--- SOURCE MATERIAL Enclosed Below ---

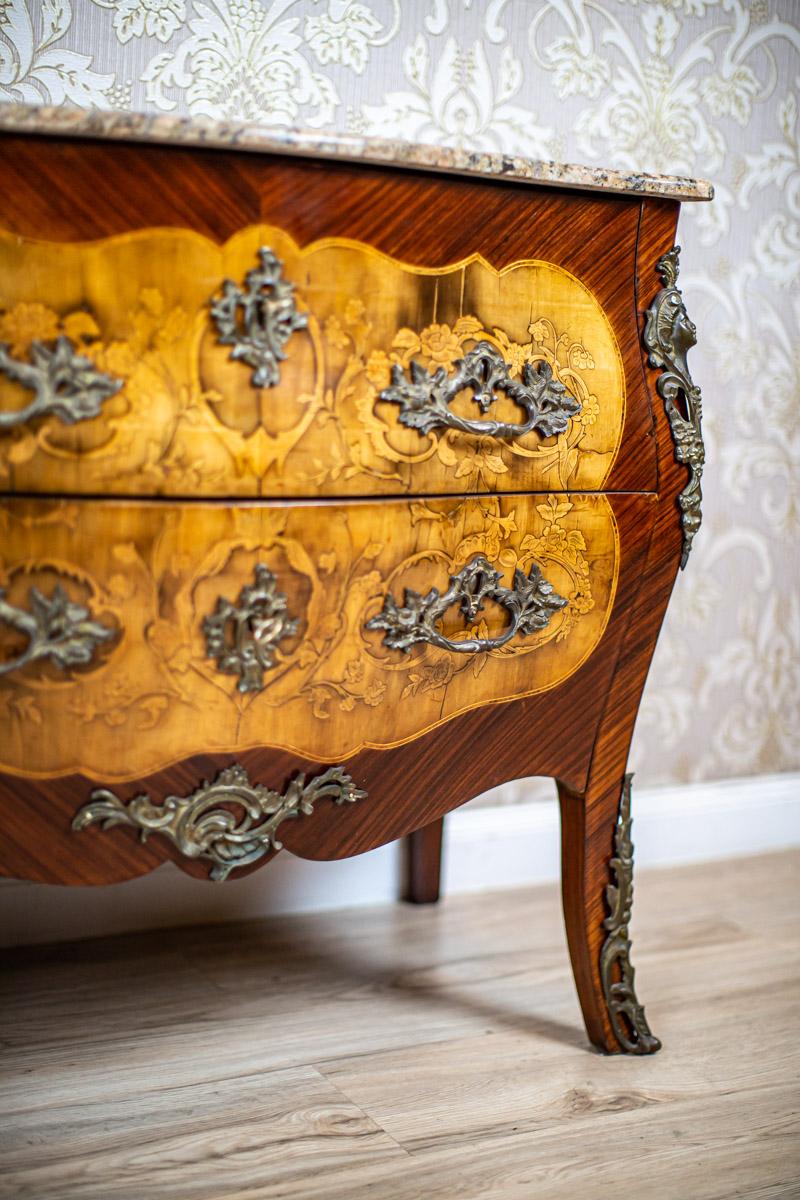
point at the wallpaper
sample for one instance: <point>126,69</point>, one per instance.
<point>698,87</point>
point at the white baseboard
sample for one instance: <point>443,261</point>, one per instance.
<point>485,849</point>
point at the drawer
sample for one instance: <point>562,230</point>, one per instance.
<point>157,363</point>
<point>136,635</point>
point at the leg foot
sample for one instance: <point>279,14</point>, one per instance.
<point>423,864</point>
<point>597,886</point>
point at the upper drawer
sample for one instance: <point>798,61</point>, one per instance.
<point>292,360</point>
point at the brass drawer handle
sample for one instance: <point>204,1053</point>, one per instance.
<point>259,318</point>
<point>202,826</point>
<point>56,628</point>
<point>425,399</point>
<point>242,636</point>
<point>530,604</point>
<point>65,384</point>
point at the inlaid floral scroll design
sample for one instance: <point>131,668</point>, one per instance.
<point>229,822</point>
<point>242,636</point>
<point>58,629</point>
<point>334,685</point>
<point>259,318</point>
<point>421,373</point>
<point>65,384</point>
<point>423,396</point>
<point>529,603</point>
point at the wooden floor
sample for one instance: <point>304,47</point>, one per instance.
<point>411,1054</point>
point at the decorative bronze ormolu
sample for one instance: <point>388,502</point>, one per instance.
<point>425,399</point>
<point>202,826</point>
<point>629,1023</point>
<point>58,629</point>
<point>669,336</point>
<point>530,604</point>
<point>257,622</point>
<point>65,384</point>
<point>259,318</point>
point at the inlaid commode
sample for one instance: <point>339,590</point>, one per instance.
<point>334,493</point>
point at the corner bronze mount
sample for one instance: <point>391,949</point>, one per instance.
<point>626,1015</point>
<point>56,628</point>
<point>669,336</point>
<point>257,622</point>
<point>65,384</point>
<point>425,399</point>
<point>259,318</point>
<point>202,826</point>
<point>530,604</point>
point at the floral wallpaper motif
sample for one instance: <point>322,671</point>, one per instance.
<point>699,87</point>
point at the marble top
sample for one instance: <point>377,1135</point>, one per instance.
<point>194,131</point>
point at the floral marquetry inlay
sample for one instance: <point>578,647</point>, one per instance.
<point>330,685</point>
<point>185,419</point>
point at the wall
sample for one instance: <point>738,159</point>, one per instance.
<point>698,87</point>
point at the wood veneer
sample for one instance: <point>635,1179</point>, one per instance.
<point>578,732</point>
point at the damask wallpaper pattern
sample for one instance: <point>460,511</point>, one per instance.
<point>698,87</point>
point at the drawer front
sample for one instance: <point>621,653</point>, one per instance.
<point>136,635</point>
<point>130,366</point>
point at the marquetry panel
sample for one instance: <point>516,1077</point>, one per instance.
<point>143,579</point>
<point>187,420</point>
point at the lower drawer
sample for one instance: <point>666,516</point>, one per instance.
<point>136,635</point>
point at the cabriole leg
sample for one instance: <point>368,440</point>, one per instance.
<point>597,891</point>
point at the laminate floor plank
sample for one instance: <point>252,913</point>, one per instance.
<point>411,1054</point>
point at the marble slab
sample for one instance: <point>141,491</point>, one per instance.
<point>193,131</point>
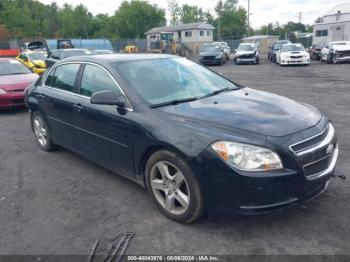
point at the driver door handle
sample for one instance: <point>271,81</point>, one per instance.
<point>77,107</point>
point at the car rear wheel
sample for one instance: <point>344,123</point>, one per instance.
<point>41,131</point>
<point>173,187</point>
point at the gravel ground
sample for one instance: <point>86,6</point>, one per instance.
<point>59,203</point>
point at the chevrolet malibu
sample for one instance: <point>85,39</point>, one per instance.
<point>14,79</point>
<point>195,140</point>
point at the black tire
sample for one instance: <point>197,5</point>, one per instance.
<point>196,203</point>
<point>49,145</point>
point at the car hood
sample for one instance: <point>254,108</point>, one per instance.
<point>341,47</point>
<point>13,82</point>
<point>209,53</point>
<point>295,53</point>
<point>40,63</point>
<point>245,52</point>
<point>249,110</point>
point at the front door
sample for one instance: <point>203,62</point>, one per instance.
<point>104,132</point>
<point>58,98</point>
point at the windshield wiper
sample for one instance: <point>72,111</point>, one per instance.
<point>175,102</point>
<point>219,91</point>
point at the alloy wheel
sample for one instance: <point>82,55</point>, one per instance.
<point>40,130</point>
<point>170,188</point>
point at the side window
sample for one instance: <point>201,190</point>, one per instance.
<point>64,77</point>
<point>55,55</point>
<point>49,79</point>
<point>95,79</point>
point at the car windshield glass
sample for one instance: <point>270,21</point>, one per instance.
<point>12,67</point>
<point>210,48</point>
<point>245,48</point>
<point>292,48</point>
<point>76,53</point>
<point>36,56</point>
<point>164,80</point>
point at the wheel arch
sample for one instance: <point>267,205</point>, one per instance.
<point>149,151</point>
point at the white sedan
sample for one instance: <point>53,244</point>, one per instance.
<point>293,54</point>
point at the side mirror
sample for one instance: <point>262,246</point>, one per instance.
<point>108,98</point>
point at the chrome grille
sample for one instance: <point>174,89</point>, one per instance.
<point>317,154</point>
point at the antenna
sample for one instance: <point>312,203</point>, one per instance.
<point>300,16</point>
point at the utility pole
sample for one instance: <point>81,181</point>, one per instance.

--- End of Enclosed SOURCE MATERIAL ---

Copy each entry exactly, with no pictures.

point at the wallpaper
sample for one instance: <point>126,69</point>, one per instance.
<point>698,87</point>
point at the white baseboard
sample for one instance: <point>443,261</point>, one per instance.
<point>485,849</point>
point at the drawer
sample for one instance: <point>562,230</point>, one per instance.
<point>157,363</point>
<point>136,635</point>
point at the leg foot
sample for one instance: <point>279,14</point>, one per instance.
<point>423,864</point>
<point>597,886</point>
point at the upper drawer
sample for one instance: <point>798,61</point>, one per instance.
<point>292,360</point>
point at the brass drawer handle
sample for one instance: <point>204,1053</point>, one per instance.
<point>259,318</point>
<point>202,826</point>
<point>56,628</point>
<point>425,399</point>
<point>242,636</point>
<point>530,604</point>
<point>65,384</point>
point at the inlaid floral scroll design
sample for one instance: <point>131,668</point>, one per instance.
<point>229,822</point>
<point>242,636</point>
<point>58,629</point>
<point>334,685</point>
<point>259,318</point>
<point>421,373</point>
<point>65,384</point>
<point>423,396</point>
<point>529,603</point>
point at the wooden floor
sample for one instance: <point>304,47</point>, one per instance.
<point>411,1054</point>
point at the decorative bronze ormolu
sample for one instance: <point>388,502</point>, one per instance.
<point>425,399</point>
<point>202,826</point>
<point>629,1023</point>
<point>58,629</point>
<point>669,336</point>
<point>530,604</point>
<point>257,622</point>
<point>65,384</point>
<point>259,318</point>
point at the inlaid commode
sample for one instance: <point>339,590</point>, one per instance.
<point>334,493</point>
point at the corner bronze mount
sample for one instance: <point>391,949</point>, one per instance.
<point>626,1015</point>
<point>56,628</point>
<point>669,336</point>
<point>257,622</point>
<point>65,384</point>
<point>425,399</point>
<point>259,318</point>
<point>202,826</point>
<point>530,604</point>
point at the floral wallpaper motif
sample for one instance: <point>322,671</point>, one per instance.
<point>699,87</point>
point at the marble top
sample for one instance: <point>377,1135</point>, one per instance.
<point>194,131</point>
point at the floral marquetry inlay
sample for one instance: <point>578,647</point>, one per instance.
<point>330,685</point>
<point>185,419</point>
point at the wall
sample for one instance: <point>738,159</point>, one per instance.
<point>698,87</point>
point at the wood veneer
sample for one instance: <point>635,1179</point>, one per instance.
<point>578,732</point>
point at the damask wallpaper pattern
sample for one instance: <point>460,511</point>, one per instance.
<point>698,87</point>
point at the drawer front
sample for one instance: <point>621,653</point>, one per instance.
<point>136,635</point>
<point>130,366</point>
point at the marquetry panel
sample for one instance: <point>516,1077</point>, one per instance.
<point>143,579</point>
<point>187,420</point>
point at the lower drawer
sample for one instance: <point>666,516</point>, one per instance.
<point>136,635</point>
point at the cabriole leg
sample for one instance: <point>368,440</point>, one per instance.
<point>597,891</point>
point at the laminate floor plank
sample for one instance: <point>252,913</point>, one per instance.
<point>411,1054</point>
point at the marble slab
sample for one instance: <point>141,491</point>, one per instance.
<point>193,131</point>
point at the driver door handle
sample for one instance: <point>271,81</point>, one per instance.
<point>77,107</point>
point at the car rear wheel
sample for one instance: <point>344,123</point>, one per instance.
<point>41,131</point>
<point>173,187</point>
point at the gravel ground
sample for one instance: <point>86,6</point>, one per instance.
<point>59,203</point>
point at the chevrolet malibu
sample for one instance: <point>85,39</point>, one per instance.
<point>14,79</point>
<point>195,140</point>
point at the black tire
sample for one instance: <point>197,5</point>, one per instance.
<point>196,203</point>
<point>49,145</point>
point at the car hood
sample for one instance: <point>254,108</point>, one per instance.
<point>341,47</point>
<point>13,82</point>
<point>209,53</point>
<point>295,53</point>
<point>40,63</point>
<point>245,52</point>
<point>249,110</point>
point at the front door
sample for one instance: <point>203,62</point>, one per instance.
<point>104,132</point>
<point>58,98</point>
point at the windshield wiper
sample for one instance: <point>72,111</point>, one per instance.
<point>175,102</point>
<point>219,91</point>
point at the alloy wheel
sample for one instance: <point>82,55</point>, one per instance.
<point>40,130</point>
<point>170,188</point>
point at the side window
sample for one instance: <point>201,190</point>, one per instance.
<point>64,77</point>
<point>55,55</point>
<point>49,79</point>
<point>95,79</point>
point at the car windshield glass
sample for one instance: <point>270,21</point>, one per instance.
<point>12,67</point>
<point>210,48</point>
<point>245,48</point>
<point>292,48</point>
<point>76,53</point>
<point>36,56</point>
<point>164,80</point>
point at the wheel arch
sample for one instance: <point>267,205</point>, one per instance.
<point>149,151</point>
point at the white sedan
sample for one instance: <point>53,244</point>, one per instance.
<point>293,54</point>
point at the side mirror
sample for one instance: <point>262,246</point>, one per instance.
<point>108,98</point>
point at the chrome grille
sample for one instance: <point>174,89</point>, one per instance.
<point>317,154</point>
point at the antenna
sample for one instance: <point>312,203</point>, one per instance.
<point>300,16</point>
point at the utility pole
sample for one instance: <point>81,181</point>, one per instance.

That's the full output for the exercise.